■ WHAT IS BEING ASKED ■
Through the line with "From the provided photo, locate every instance of wine glass rim" and starting from the first line, return the records below word for word, with pictures left out.

──────── RECORD EXTRACTS

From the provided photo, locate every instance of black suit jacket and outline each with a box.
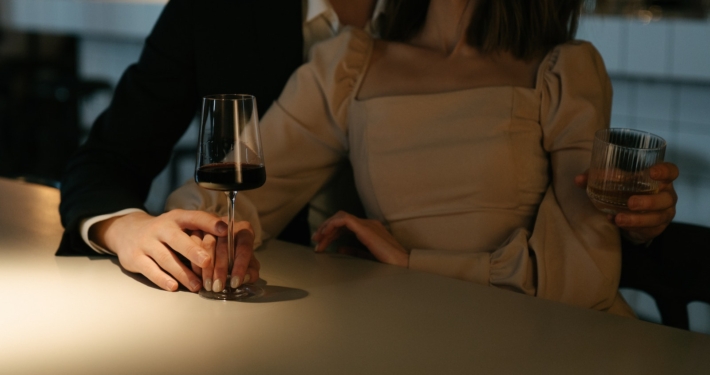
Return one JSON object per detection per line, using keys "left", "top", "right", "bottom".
{"left": 58, "top": 0, "right": 304, "bottom": 255}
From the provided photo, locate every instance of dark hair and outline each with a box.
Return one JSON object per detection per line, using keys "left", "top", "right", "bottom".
{"left": 377, "top": 0, "right": 584, "bottom": 60}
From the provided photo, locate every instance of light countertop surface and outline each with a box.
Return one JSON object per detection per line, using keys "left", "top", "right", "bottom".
{"left": 1, "top": 177, "right": 709, "bottom": 374}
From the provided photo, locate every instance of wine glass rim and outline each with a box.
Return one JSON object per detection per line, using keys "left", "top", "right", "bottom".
{"left": 203, "top": 94, "right": 256, "bottom": 101}
{"left": 595, "top": 128, "right": 667, "bottom": 151}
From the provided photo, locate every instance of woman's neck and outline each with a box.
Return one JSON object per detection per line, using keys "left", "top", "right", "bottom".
{"left": 329, "top": 0, "right": 377, "bottom": 29}
{"left": 411, "top": 0, "right": 477, "bottom": 56}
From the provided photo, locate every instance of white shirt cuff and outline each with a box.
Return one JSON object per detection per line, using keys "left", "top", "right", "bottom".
{"left": 80, "top": 208, "right": 145, "bottom": 255}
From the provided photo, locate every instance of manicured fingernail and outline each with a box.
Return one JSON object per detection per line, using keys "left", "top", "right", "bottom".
{"left": 190, "top": 279, "right": 201, "bottom": 291}
{"left": 314, "top": 243, "right": 320, "bottom": 252}
{"left": 230, "top": 275, "right": 240, "bottom": 289}
{"left": 212, "top": 279, "right": 223, "bottom": 293}
{"left": 243, "top": 274, "right": 251, "bottom": 284}
{"left": 166, "top": 280, "right": 178, "bottom": 291}
{"left": 216, "top": 221, "right": 228, "bottom": 234}
{"left": 204, "top": 278, "right": 212, "bottom": 291}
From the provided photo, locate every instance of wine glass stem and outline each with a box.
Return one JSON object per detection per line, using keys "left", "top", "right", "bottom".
{"left": 226, "top": 190, "right": 237, "bottom": 285}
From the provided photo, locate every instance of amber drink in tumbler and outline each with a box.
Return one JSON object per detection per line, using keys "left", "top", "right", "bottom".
{"left": 587, "top": 128, "right": 666, "bottom": 214}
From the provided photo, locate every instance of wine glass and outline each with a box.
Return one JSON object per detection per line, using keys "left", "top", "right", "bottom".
{"left": 587, "top": 128, "right": 666, "bottom": 214}
{"left": 195, "top": 94, "right": 265, "bottom": 300}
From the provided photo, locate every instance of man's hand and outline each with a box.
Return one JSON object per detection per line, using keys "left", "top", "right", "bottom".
{"left": 576, "top": 162, "right": 679, "bottom": 244}
{"left": 90, "top": 209, "right": 228, "bottom": 292}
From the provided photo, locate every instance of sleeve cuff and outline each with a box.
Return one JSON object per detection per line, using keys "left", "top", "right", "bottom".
{"left": 80, "top": 208, "right": 145, "bottom": 255}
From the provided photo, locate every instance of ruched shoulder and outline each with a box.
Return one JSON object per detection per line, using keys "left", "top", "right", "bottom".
{"left": 280, "top": 27, "right": 373, "bottom": 132}
{"left": 538, "top": 41, "right": 612, "bottom": 154}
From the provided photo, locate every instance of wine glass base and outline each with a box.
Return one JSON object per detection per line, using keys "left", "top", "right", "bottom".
{"left": 199, "top": 283, "right": 265, "bottom": 301}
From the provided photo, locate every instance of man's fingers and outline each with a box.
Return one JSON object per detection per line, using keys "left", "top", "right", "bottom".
{"left": 650, "top": 162, "right": 679, "bottom": 182}
{"left": 191, "top": 262, "right": 202, "bottom": 277}
{"left": 171, "top": 209, "right": 228, "bottom": 237}
{"left": 146, "top": 243, "right": 202, "bottom": 292}
{"left": 159, "top": 228, "right": 211, "bottom": 269}
{"left": 132, "top": 255, "right": 180, "bottom": 292}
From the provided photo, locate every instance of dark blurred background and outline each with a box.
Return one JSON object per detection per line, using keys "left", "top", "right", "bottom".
{"left": 0, "top": 30, "right": 78, "bottom": 186}
{"left": 0, "top": 29, "right": 112, "bottom": 186}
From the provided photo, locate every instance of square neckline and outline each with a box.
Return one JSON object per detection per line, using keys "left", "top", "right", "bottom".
{"left": 352, "top": 34, "right": 556, "bottom": 103}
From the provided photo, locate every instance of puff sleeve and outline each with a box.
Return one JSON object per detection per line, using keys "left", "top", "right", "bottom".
{"left": 530, "top": 42, "right": 632, "bottom": 315}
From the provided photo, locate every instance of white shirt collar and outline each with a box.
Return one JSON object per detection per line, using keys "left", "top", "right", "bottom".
{"left": 305, "top": 0, "right": 332, "bottom": 24}
{"left": 371, "top": 0, "right": 386, "bottom": 25}
{"left": 305, "top": 0, "right": 386, "bottom": 29}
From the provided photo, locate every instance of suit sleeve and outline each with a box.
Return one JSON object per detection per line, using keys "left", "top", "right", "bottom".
{"left": 58, "top": 0, "right": 199, "bottom": 255}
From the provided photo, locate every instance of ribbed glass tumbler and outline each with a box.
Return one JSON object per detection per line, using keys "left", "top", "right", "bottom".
{"left": 586, "top": 128, "right": 666, "bottom": 214}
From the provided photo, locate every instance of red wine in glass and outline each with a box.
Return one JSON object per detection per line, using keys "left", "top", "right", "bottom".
{"left": 196, "top": 162, "right": 266, "bottom": 191}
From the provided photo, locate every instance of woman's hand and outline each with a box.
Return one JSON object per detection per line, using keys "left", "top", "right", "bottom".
{"left": 90, "top": 209, "right": 228, "bottom": 292}
{"left": 576, "top": 162, "right": 679, "bottom": 244}
{"left": 312, "top": 211, "right": 409, "bottom": 267}
{"left": 188, "top": 220, "right": 260, "bottom": 293}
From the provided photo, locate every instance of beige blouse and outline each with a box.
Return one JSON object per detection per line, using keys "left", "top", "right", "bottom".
{"left": 167, "top": 28, "right": 634, "bottom": 317}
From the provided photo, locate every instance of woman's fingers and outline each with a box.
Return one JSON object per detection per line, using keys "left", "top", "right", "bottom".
{"left": 650, "top": 162, "right": 679, "bottom": 183}
{"left": 314, "top": 211, "right": 409, "bottom": 267}
{"left": 617, "top": 163, "right": 679, "bottom": 244}
{"left": 188, "top": 231, "right": 204, "bottom": 277}
{"left": 199, "top": 233, "right": 217, "bottom": 292}
{"left": 313, "top": 211, "right": 355, "bottom": 252}
{"left": 313, "top": 220, "right": 347, "bottom": 252}
{"left": 615, "top": 207, "right": 675, "bottom": 229}
{"left": 627, "top": 191, "right": 676, "bottom": 212}
{"left": 574, "top": 169, "right": 589, "bottom": 188}
{"left": 231, "top": 255, "right": 261, "bottom": 288}
{"left": 241, "top": 255, "right": 261, "bottom": 287}
{"left": 230, "top": 224, "right": 255, "bottom": 288}
{"left": 212, "top": 236, "right": 229, "bottom": 292}
{"left": 197, "top": 220, "right": 258, "bottom": 291}
{"left": 627, "top": 163, "right": 678, "bottom": 213}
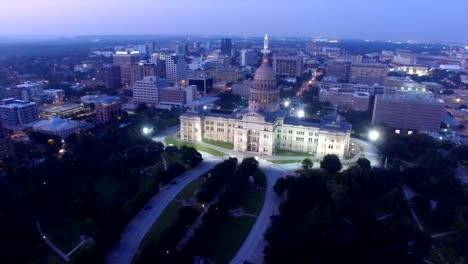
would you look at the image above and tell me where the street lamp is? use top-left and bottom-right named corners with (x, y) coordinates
top-left (142, 127), bottom-right (150, 135)
top-left (284, 101), bottom-right (290, 107)
top-left (368, 130), bottom-right (380, 141)
top-left (298, 110), bottom-right (305, 118)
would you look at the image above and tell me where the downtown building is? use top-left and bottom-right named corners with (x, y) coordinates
top-left (272, 55), bottom-right (303, 77)
top-left (159, 85), bottom-right (197, 107)
top-left (188, 76), bottom-right (213, 96)
top-left (220, 38), bottom-right (232, 56)
top-left (130, 62), bottom-right (157, 85)
top-left (240, 49), bottom-right (257, 67)
top-left (95, 97), bottom-right (122, 123)
top-left (350, 63), bottom-right (389, 85)
top-left (372, 94), bottom-right (445, 134)
top-left (112, 51), bottom-right (141, 84)
top-left (180, 41), bottom-right (351, 159)
top-left (319, 89), bottom-right (370, 111)
top-left (95, 65), bottom-right (121, 89)
top-left (326, 60), bottom-right (352, 82)
top-left (0, 99), bottom-right (39, 127)
top-left (165, 54), bottom-right (188, 84)
top-left (132, 76), bottom-right (169, 105)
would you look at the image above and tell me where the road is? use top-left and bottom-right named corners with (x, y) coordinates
top-left (35, 218), bottom-right (70, 262)
top-left (105, 157), bottom-right (222, 264)
top-left (230, 162), bottom-right (287, 264)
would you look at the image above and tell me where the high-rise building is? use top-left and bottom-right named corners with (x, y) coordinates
top-left (133, 76), bottom-right (169, 105)
top-left (240, 49), bottom-right (256, 67)
top-left (112, 51), bottom-right (141, 84)
top-left (326, 60), bottom-right (352, 82)
top-left (145, 41), bottom-right (156, 55)
top-left (372, 94), bottom-right (444, 133)
top-left (319, 89), bottom-right (370, 111)
top-left (95, 97), bottom-right (122, 123)
top-left (188, 76), bottom-right (213, 96)
top-left (176, 42), bottom-right (188, 55)
top-left (165, 54), bottom-right (188, 84)
top-left (350, 63), bottom-right (388, 85)
top-left (272, 55), bottom-right (303, 77)
top-left (130, 63), bottom-right (157, 85)
top-left (220, 38), bottom-right (232, 56)
top-left (0, 99), bottom-right (38, 127)
top-left (95, 65), bottom-right (121, 89)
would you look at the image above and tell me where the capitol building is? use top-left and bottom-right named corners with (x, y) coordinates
top-left (180, 36), bottom-right (352, 159)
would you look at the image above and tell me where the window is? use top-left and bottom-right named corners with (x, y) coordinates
top-left (296, 137), bottom-right (304, 142)
top-left (328, 144), bottom-right (333, 149)
top-left (297, 131), bottom-right (305, 135)
top-left (288, 130), bottom-right (293, 134)
top-left (308, 138), bottom-right (313, 142)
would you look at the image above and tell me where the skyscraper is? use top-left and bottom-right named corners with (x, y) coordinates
top-left (220, 38), bottom-right (232, 56)
top-left (95, 65), bottom-right (121, 89)
top-left (112, 51), bottom-right (141, 84)
top-left (326, 60), bottom-right (352, 82)
top-left (240, 49), bottom-right (256, 67)
top-left (133, 76), bottom-right (169, 105)
top-left (165, 54), bottom-right (188, 84)
top-left (130, 63), bottom-right (157, 85)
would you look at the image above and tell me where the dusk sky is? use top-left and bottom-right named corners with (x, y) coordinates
top-left (1, 0), bottom-right (467, 42)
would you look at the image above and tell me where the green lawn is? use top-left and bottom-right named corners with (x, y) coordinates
top-left (204, 139), bottom-right (234, 150)
top-left (164, 135), bottom-right (226, 157)
top-left (275, 149), bottom-right (310, 156)
top-left (232, 189), bottom-right (266, 215)
top-left (211, 216), bottom-right (257, 264)
top-left (138, 202), bottom-right (183, 248)
top-left (175, 177), bottom-right (205, 201)
top-left (268, 159), bottom-right (301, 164)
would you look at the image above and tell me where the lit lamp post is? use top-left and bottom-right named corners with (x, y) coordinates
top-left (298, 110), bottom-right (305, 118)
top-left (368, 130), bottom-right (380, 141)
top-left (142, 126), bottom-right (153, 135)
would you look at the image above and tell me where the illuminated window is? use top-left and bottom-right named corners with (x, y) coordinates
top-left (408, 130), bottom-right (413, 135)
top-left (395, 129), bottom-right (400, 134)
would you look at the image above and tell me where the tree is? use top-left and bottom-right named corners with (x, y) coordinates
top-left (356, 157), bottom-right (371, 171)
top-left (320, 154), bottom-right (342, 173)
top-left (273, 178), bottom-right (288, 196)
top-left (301, 158), bottom-right (313, 170)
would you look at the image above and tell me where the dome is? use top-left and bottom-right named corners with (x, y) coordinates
top-left (254, 60), bottom-right (276, 81)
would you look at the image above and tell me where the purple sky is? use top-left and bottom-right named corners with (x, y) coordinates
top-left (1, 0), bottom-right (467, 42)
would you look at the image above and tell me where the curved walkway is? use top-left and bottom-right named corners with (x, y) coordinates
top-left (105, 158), bottom-right (221, 264)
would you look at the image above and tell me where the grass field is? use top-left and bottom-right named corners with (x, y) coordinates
top-left (232, 189), bottom-right (266, 215)
top-left (164, 135), bottom-right (226, 157)
top-left (211, 216), bottom-right (257, 264)
top-left (275, 149), bottom-right (309, 156)
top-left (268, 159), bottom-right (301, 164)
top-left (204, 139), bottom-right (234, 150)
top-left (175, 177), bottom-right (205, 201)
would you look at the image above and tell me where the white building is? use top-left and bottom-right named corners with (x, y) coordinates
top-left (180, 37), bottom-right (352, 159)
top-left (166, 54), bottom-right (188, 84)
top-left (43, 89), bottom-right (65, 102)
top-left (159, 85), bottom-right (197, 107)
top-left (240, 49), bottom-right (256, 67)
top-left (33, 117), bottom-right (91, 138)
top-left (132, 76), bottom-right (169, 105)
top-left (0, 99), bottom-right (39, 127)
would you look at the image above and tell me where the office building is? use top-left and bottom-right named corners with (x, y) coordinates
top-left (159, 85), bottom-right (197, 107)
top-left (220, 38), bottom-right (232, 56)
top-left (0, 99), bottom-right (39, 127)
top-left (188, 76), bottom-right (213, 95)
top-left (319, 89), bottom-right (370, 111)
top-left (40, 103), bottom-right (84, 119)
top-left (133, 76), bottom-right (169, 105)
top-left (273, 55), bottom-right (303, 77)
top-left (95, 65), bottom-right (121, 89)
top-left (16, 81), bottom-right (44, 102)
top-left (43, 89), bottom-right (65, 103)
top-left (240, 49), bottom-right (256, 67)
top-left (326, 60), bottom-right (352, 82)
top-left (95, 97), bottom-right (122, 123)
top-left (145, 41), bottom-right (156, 55)
top-left (166, 54), bottom-right (188, 84)
top-left (350, 63), bottom-right (389, 85)
top-left (232, 81), bottom-right (252, 98)
top-left (130, 63), bottom-right (157, 85)
top-left (181, 36), bottom-right (351, 158)
top-left (0, 86), bottom-right (23, 100)
top-left (112, 51), bottom-right (141, 84)
top-left (372, 94), bottom-right (444, 133)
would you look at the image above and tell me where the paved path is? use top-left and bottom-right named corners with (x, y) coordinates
top-left (35, 218), bottom-right (70, 262)
top-left (230, 162), bottom-right (288, 264)
top-left (105, 158), bottom-right (221, 264)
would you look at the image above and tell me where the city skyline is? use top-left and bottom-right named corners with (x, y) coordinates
top-left (1, 0), bottom-right (467, 43)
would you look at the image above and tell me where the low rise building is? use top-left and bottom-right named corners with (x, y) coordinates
top-left (33, 117), bottom-right (92, 138)
top-left (43, 89), bottom-right (65, 103)
top-left (132, 76), bottom-right (169, 105)
top-left (159, 85), bottom-right (197, 107)
top-left (319, 89), bottom-right (370, 111)
top-left (372, 94), bottom-right (445, 133)
top-left (40, 103), bottom-right (84, 119)
top-left (95, 97), bottom-right (122, 123)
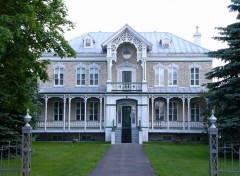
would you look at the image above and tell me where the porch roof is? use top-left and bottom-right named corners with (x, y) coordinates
top-left (148, 86), bottom-right (208, 94)
top-left (39, 87), bottom-right (106, 94)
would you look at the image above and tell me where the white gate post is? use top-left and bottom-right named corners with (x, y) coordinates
top-left (208, 110), bottom-right (218, 176)
top-left (21, 109), bottom-right (32, 176)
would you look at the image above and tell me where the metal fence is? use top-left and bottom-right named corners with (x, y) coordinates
top-left (0, 110), bottom-right (32, 176)
top-left (0, 141), bottom-right (22, 175)
top-left (208, 112), bottom-right (240, 176)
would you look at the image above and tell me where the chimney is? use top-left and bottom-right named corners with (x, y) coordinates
top-left (193, 26), bottom-right (201, 46)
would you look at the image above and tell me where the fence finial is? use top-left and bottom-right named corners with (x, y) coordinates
top-left (209, 109), bottom-right (217, 128)
top-left (24, 109), bottom-right (32, 127)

────────────────

■ ANSWER SPACE ■
From the provided photo, locate every instance of black suit jacket and outline each with a box.
Return one JSON object per detection per line, using keys "left", "top", "right", "bottom".
{"left": 58, "top": 0, "right": 304, "bottom": 255}
From the provided photo, locate every instance of dark hair and outline each with a box.
Return one JSON object per detection per line, using keys "left", "top", "right", "bottom".
{"left": 377, "top": 0, "right": 584, "bottom": 60}
From the provided photo, locate every instance of light countertop surface and outline each with a box.
Return one JSON object per detection per line, using keys "left", "top", "right", "bottom".
{"left": 1, "top": 177, "right": 709, "bottom": 374}
From the provided photo, locate every instance of wine glass rim and outline each with a box.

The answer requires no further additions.